▶ What you should do: Copy the records between the lines holding "Could you point out the white banner" and "<point>186,453</point>", inclusive, and keep the requests unchanged. Multiply each coordinate in the answers by 2.1, rounding to the nearest whole number with halves going up.
── Input ──
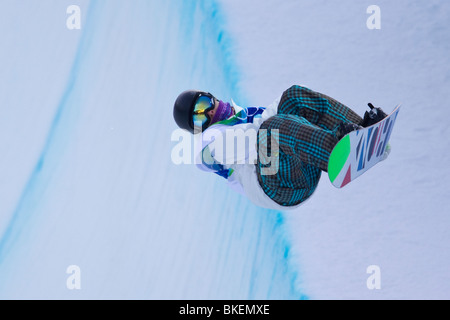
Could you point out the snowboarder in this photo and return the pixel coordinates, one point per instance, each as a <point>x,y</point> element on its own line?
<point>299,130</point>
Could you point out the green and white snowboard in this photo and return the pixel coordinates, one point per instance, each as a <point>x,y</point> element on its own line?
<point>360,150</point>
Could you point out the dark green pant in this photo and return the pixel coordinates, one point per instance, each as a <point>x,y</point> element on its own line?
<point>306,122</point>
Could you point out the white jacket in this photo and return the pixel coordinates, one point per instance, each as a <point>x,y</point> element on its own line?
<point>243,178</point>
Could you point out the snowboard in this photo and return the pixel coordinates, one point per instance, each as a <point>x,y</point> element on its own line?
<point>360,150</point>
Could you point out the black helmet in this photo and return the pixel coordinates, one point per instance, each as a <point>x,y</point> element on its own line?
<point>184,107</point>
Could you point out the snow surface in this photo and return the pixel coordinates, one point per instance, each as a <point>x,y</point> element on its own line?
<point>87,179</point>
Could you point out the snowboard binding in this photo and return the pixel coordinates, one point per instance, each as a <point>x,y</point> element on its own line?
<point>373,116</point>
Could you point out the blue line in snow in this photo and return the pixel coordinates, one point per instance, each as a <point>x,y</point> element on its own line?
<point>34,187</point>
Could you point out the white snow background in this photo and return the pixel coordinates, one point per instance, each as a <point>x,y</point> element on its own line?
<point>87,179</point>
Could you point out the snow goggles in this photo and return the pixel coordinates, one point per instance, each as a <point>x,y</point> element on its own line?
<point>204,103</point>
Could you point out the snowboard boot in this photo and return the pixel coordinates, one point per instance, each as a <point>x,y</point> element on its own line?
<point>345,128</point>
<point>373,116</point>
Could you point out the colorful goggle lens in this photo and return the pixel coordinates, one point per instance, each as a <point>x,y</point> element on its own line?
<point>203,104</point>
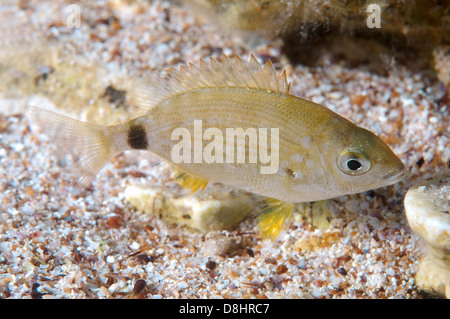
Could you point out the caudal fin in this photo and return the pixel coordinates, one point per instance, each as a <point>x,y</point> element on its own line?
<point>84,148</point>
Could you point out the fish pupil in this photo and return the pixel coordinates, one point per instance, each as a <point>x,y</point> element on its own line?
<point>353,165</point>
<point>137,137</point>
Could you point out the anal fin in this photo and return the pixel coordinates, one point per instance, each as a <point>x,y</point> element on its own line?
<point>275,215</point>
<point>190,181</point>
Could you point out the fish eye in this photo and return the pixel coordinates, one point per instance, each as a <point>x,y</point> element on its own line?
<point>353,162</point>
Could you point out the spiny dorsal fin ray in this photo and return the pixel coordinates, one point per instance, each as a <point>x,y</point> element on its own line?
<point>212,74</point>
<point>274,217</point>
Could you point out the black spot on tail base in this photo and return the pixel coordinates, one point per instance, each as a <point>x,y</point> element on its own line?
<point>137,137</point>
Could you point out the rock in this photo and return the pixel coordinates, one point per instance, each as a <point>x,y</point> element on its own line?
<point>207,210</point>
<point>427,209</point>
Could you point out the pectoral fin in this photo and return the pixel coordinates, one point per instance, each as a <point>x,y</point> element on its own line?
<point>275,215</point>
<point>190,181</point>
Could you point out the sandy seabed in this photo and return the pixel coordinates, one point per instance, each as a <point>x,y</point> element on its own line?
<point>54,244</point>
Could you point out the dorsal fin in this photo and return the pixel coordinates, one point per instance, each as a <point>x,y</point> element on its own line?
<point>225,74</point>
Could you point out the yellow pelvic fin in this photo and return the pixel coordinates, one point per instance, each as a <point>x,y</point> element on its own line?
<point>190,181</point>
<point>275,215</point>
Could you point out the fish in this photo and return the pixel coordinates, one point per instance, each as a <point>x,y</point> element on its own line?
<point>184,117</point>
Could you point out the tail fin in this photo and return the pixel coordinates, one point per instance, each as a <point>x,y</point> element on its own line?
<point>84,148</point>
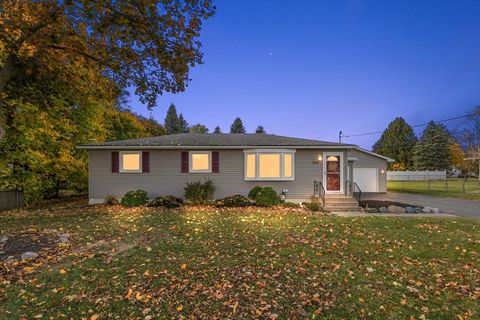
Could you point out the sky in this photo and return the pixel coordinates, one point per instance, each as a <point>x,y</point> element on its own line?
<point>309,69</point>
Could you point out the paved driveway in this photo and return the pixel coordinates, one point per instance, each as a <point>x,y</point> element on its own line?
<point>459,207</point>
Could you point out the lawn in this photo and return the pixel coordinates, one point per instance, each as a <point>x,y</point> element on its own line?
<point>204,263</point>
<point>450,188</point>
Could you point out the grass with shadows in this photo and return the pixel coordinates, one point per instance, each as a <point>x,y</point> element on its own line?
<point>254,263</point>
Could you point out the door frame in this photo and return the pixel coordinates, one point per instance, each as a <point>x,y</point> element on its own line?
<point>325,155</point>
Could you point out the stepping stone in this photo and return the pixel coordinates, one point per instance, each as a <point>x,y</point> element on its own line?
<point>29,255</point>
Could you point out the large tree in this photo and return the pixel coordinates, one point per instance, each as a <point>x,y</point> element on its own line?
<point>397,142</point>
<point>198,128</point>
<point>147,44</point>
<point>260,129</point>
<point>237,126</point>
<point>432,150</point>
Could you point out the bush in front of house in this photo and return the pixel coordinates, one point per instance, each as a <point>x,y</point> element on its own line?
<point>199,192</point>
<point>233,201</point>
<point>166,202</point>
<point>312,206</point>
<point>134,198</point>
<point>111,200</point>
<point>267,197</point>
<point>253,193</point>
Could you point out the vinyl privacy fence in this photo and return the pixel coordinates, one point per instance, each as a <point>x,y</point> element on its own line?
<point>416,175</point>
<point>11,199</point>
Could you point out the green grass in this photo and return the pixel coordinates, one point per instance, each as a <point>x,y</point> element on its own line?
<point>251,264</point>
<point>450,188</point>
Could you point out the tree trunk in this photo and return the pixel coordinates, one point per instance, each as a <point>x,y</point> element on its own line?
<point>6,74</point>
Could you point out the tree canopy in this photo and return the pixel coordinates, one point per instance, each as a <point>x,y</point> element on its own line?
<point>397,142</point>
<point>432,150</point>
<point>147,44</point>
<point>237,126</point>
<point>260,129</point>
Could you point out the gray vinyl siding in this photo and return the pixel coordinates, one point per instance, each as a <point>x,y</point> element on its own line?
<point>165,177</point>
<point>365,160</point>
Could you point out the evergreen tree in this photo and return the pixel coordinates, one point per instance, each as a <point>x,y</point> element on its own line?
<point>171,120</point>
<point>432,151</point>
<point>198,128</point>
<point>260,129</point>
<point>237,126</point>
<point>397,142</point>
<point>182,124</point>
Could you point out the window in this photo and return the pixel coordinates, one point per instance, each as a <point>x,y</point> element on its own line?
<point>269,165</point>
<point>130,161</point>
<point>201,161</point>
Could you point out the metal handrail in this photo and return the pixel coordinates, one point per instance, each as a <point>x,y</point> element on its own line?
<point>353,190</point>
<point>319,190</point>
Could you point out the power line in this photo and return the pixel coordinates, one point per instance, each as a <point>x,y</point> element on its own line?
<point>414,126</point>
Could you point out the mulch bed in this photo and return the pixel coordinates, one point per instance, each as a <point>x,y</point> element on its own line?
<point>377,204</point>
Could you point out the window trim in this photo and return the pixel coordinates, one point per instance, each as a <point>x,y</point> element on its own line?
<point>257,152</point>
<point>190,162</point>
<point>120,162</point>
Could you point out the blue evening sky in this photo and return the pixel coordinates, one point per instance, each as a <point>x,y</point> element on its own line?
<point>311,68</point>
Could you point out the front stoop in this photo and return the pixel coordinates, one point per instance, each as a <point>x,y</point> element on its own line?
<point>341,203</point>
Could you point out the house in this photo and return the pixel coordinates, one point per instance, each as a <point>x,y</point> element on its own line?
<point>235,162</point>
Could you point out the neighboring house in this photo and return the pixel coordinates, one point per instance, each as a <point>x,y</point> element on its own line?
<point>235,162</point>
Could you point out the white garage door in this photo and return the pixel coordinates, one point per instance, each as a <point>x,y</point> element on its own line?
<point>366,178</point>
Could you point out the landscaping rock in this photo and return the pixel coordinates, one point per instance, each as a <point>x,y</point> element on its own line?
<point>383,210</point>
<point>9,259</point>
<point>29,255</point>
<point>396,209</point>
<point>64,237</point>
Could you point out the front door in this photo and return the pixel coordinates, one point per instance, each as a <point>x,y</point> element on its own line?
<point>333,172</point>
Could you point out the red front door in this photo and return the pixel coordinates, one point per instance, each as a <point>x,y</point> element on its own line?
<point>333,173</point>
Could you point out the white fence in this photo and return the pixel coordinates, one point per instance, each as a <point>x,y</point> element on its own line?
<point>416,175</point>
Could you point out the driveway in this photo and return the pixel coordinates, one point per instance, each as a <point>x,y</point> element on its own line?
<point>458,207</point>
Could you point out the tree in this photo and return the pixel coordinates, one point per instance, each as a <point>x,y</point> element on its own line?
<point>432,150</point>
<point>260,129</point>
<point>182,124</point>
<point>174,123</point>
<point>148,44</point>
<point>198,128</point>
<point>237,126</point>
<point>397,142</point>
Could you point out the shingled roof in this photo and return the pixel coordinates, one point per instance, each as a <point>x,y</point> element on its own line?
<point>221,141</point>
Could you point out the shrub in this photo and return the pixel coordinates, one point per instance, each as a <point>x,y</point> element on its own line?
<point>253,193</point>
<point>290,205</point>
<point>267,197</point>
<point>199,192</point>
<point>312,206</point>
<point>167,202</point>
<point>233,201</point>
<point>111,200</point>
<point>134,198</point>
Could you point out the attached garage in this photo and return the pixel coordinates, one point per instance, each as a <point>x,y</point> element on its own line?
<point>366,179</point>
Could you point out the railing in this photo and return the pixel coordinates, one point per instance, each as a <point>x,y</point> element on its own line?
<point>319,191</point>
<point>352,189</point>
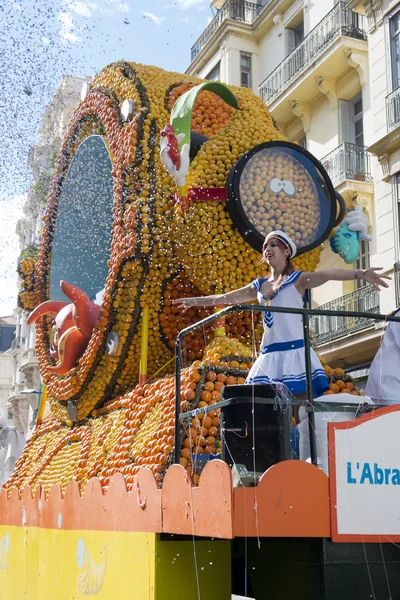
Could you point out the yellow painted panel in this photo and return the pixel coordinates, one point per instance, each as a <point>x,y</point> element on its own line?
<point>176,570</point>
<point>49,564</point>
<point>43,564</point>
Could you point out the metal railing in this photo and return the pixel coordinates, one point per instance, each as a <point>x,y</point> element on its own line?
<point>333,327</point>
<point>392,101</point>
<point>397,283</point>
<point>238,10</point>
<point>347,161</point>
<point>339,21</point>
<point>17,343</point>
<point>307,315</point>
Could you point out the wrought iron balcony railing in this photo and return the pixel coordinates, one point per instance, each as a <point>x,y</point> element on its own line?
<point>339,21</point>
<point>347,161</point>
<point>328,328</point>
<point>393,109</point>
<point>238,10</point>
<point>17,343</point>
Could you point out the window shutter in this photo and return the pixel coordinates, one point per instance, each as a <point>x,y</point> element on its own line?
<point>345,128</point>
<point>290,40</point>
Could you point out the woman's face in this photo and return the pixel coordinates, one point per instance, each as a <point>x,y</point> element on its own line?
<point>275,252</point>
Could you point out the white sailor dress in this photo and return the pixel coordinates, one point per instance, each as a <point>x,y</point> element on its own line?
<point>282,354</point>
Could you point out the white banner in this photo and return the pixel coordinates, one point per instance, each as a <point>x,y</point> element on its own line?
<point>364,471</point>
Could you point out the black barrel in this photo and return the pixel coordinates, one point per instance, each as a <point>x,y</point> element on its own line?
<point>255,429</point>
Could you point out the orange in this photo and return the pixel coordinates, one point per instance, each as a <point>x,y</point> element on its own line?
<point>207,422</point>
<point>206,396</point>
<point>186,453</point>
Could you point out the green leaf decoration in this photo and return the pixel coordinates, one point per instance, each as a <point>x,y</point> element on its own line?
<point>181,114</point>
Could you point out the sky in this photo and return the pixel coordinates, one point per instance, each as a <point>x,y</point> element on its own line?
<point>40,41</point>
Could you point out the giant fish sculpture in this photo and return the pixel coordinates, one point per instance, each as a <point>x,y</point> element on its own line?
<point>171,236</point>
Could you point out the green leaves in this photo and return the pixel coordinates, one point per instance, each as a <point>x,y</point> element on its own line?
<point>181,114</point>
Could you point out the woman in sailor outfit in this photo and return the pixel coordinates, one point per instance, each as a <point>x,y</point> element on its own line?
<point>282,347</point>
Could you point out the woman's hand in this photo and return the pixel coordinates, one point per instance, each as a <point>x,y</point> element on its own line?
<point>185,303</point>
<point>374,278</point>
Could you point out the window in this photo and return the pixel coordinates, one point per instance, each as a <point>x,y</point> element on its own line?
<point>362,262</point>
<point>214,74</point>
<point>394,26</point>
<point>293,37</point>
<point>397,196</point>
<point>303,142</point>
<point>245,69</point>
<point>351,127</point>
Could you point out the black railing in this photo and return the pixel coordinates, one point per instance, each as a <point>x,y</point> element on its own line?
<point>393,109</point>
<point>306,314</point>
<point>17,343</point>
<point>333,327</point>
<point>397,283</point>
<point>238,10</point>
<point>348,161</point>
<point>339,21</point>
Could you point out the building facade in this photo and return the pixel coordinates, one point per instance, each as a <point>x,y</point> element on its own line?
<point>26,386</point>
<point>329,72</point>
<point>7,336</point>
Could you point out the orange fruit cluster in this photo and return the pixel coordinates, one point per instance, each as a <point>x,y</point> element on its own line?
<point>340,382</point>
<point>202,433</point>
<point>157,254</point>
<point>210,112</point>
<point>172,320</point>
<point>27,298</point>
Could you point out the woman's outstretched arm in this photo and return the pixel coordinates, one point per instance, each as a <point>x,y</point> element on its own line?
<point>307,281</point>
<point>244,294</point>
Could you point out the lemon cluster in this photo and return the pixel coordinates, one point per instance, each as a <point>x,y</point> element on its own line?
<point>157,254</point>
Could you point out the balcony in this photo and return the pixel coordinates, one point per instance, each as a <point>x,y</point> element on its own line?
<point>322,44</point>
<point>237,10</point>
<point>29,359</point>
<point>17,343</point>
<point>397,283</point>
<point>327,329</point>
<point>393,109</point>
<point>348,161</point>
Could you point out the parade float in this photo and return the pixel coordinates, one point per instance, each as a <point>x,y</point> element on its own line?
───
▶ Complete response:
Could you point out the white banner in this photo and return the pixel coordinates, one point per instance, each as a <point>x,y</point> element on its own line?
<point>764,989</point>
Could you point out the black barrel in this photo and return the pixel coordinates, one point per instance, each as a <point>x,y</point> element on its own line?
<point>536,901</point>
Could you point out the orange in this photo and return the pixel coordinates, one point per instance, each as a <point>x,y</point> element on its own line?
<point>435,886</point>
<point>433,832</point>
<point>391,951</point>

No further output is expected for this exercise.